:: Document section ::

This International Women’s Day, we’re embracing the 2021 theme: #ChooseToChallenge.  These last few months have certainly been challenging, but in addition to the anxiety and difficulties associated with the pandemic, women face a whole host of other challenges every day. It’s our responsibility to not only strive to overcome gender bias and inequality, but to challenge individuals and discourses who refuse to do so. That’s why we’ve decided to honour notable women from history who have risen to the challenge, and done intersectional feminism proud.

Anna Julia Cooper – Sundus Abdullah 

Anna Julia Cooper was an American author, educator, activist and sociologist who made herself a name through being one of the most influential African-American scholars in the history of the United States. She had her first feminist awakening after realising that her male classmates were encouraged to study a more rigorous curriculum than female students, therefore fighting for her right to enrol on courses reserved for men by demonstrating her scholastic ability. In every point of her life, Cooper faced the challenge of being both self-reliant and the support for family members.

:::
:: Entries provided ::

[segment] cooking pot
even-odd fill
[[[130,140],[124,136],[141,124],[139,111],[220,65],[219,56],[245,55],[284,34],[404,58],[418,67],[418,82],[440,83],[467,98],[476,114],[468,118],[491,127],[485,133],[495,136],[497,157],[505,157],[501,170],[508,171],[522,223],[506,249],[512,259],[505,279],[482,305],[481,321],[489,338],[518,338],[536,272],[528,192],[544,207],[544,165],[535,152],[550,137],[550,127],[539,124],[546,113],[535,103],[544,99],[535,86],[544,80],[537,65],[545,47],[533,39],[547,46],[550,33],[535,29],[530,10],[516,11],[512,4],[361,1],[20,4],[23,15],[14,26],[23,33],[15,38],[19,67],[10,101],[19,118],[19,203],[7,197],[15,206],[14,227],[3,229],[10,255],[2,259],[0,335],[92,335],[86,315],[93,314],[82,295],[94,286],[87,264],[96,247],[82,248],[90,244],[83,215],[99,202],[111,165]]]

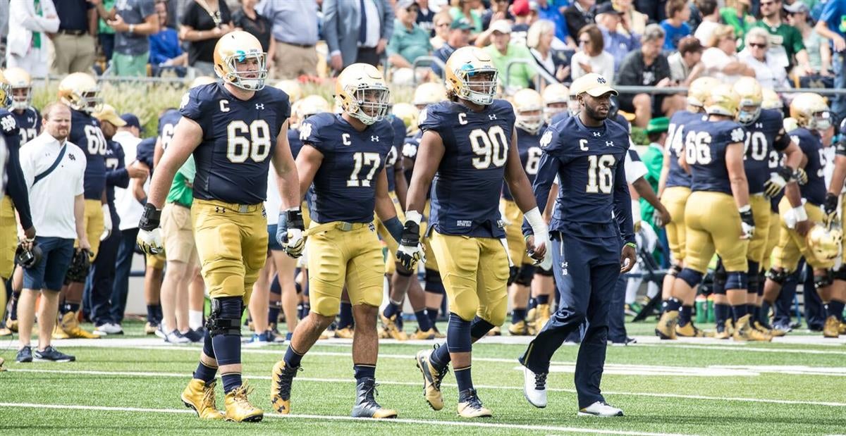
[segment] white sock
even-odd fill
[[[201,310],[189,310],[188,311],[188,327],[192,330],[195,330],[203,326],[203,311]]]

:::
:: Entries provided ::

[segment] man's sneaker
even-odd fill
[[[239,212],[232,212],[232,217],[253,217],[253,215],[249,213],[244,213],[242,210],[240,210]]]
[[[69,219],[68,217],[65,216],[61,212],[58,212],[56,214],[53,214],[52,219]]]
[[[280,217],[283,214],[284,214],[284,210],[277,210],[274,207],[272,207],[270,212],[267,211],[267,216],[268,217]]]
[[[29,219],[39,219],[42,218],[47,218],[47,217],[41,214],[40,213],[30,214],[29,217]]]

:::

Problems to work on
1. Extract the passage of the International Women's Day piece between "Anna Julia Cooper –" and "for family members.", inclusive.
2. In the International Women's Day piece, what led to Anna Julia Cooper's first feminist awakening?
3. Carry on writing the International Women's Day piece from its final sentence.
The lines aren't needed.

Answers given
1.
Anna Julia Cooper – Sundus Abdullah 

Anna Julia Cooper was an American author, educator, activist and sociologist who made herself a name through being one of the most influential African-American scholars in the history of the United States. She had her first feminist awakening after realising that her male classmates were encouraged to study a more rigorous curriculum than female students, therefore fighting for her right to enrol on courses reserved for men by demonstrating her scholastic ability. In every point of her life, Cooper faced the challenge of being both self-reliant and the support for family members.

2. She realized that her male classmates were encouraged to study a more rigorous curriculum than female students.

3.
She challenged white feminism throughout her career

Cooper was the fourth African-American woman to receive a doctoral degree and strongly advocated for the voice of Black women in the US, going on to found the Colored Women’s League of Washington in 1892. She challenged white feminism throughout her career and encouraged white feminists to broaden their notion of liberation, asserting that the intersections of race and gender should not be overlooked. Today, Anna Julia Cooper’s words resonate with many in a variety of topics from reproductive justice to the mass incarceration of Black men. Her most famous book of essays, A Voice from the South, is a foundational text of Black feminist thought, calling for racial uplift that centres Black women and girls.

Justice Ruth Bader Ginsburg – Anisha Mansuri

Justice Ruth Bader Ginsburg was the second woman to be elected to the US Supreme Court and made history with her ground-breaking dissents when advocating for female rights. It was her never-wavering resilience throughout the years and her refusal to miss a vote even from her hospital bed when battling pancreatic cancer, that made her an iconic figure for twenty-first century feminism. What we don’t speak about enough is her long-awaited journey to becoming a Justice. She was part of the Harvard Law class of ’56, attended by a group of 552 men, with Ruth being one of only nine women. Despite Harvard’s infamous Socratic method, she was never called upon in lectures and even recounted being denied entry into university buildings at times. Through this all she persevered and made the Dean’s list later that spring.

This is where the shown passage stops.